• What you will do
Express the lines below as a two-column CSV with the headers text and answer, starting at the line containing "Would you be able to point to the black" and ending at the line containing "column 165, row 205". Give one row for each line together with the answer that follows it, and put each value in a quoted field with line breaks turned into spaces.

#### Exercise data

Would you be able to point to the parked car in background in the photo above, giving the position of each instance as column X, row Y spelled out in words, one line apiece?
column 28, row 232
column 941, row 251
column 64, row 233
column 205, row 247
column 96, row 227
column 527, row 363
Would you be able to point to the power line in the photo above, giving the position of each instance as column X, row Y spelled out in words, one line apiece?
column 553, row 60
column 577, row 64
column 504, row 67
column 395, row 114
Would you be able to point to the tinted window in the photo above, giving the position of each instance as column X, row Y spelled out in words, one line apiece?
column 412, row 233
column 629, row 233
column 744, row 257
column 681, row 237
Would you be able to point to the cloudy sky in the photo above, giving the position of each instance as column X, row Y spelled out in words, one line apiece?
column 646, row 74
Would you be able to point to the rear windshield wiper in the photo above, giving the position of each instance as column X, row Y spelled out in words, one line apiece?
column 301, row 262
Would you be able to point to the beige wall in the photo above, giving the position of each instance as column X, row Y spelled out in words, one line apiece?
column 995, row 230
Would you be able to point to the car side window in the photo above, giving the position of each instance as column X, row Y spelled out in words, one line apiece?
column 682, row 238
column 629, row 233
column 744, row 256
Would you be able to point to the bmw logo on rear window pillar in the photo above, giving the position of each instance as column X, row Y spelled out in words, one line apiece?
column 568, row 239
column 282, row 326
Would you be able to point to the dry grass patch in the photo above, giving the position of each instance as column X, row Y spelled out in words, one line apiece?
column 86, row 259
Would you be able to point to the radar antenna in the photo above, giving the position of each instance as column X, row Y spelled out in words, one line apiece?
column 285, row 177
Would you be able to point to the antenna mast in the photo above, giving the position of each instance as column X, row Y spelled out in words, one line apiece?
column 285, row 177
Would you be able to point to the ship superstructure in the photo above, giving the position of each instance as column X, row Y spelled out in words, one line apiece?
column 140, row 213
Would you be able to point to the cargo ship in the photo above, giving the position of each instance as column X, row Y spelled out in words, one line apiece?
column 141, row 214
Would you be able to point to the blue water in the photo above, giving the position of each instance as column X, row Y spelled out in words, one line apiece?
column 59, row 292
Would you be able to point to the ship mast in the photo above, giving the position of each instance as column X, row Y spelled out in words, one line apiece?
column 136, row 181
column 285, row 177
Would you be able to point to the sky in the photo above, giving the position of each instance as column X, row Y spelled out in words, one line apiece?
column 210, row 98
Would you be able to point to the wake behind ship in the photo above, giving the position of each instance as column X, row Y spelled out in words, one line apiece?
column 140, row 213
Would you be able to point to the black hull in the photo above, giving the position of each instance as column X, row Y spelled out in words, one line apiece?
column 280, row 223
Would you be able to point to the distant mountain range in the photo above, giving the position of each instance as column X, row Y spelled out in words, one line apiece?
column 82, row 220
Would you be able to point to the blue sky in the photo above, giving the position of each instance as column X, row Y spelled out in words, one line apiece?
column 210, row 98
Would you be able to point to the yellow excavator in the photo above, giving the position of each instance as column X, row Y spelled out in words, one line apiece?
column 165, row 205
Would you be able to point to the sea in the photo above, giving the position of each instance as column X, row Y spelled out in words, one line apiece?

########

• Task response
text,answer
"Would you be able to point to the black hull in the photo above, giving the position of each instance as column X, row Y spelled out in words, one line apiece?","column 280, row 223"
"Would you be able to point to the distant mountain range in the photo above, giving the position of each instance as column X, row Y spelled out in words, one line apiece?","column 82, row 220"
"Would you be able to point to the blue sky in the photo above, giving the position of each instance as column X, row Y spelled out in words, one line apiece?","column 210, row 98"
"Would you be able to point to the yellow excavator in the photo above, giving the position of each instance as column X, row Y spelled out in words, one line apiece?","column 165, row 205"